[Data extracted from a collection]
---------------

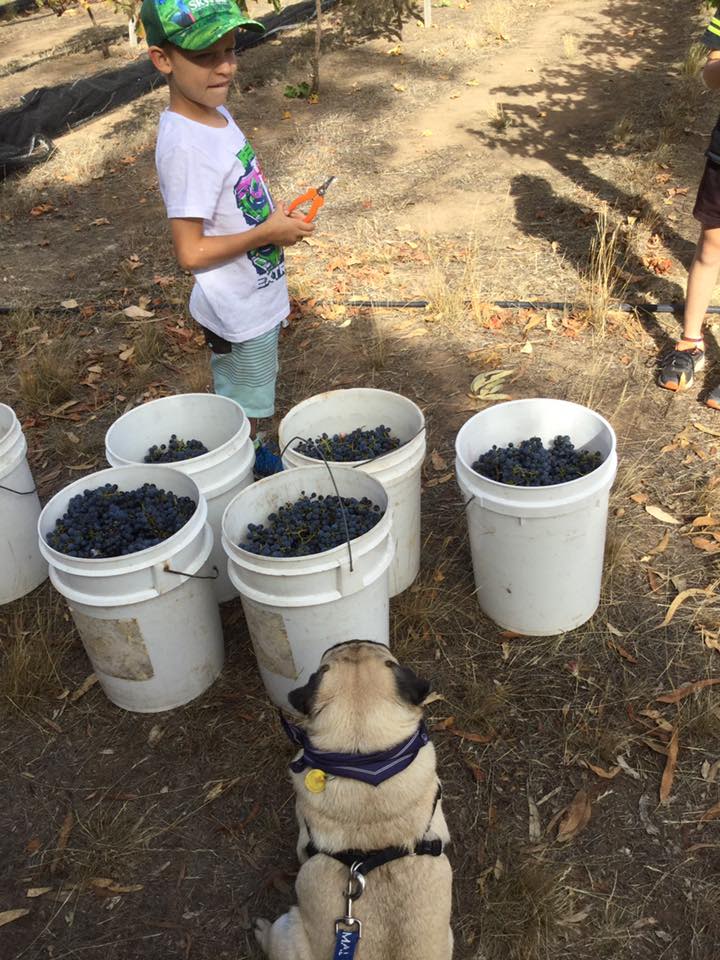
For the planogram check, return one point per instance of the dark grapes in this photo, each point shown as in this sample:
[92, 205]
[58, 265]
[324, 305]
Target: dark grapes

---------------

Aim
Edit the material above by replacing "dark grapes" with "purple grapes" wherever it appears, keeping everything else unchanged. Leave the pictures out of your answer.

Task solution
For the planogram check, return one point per instance of the purple grapes in this photo, each point shown as in this sample:
[92, 205]
[58, 265]
[324, 305]
Target: purple grapes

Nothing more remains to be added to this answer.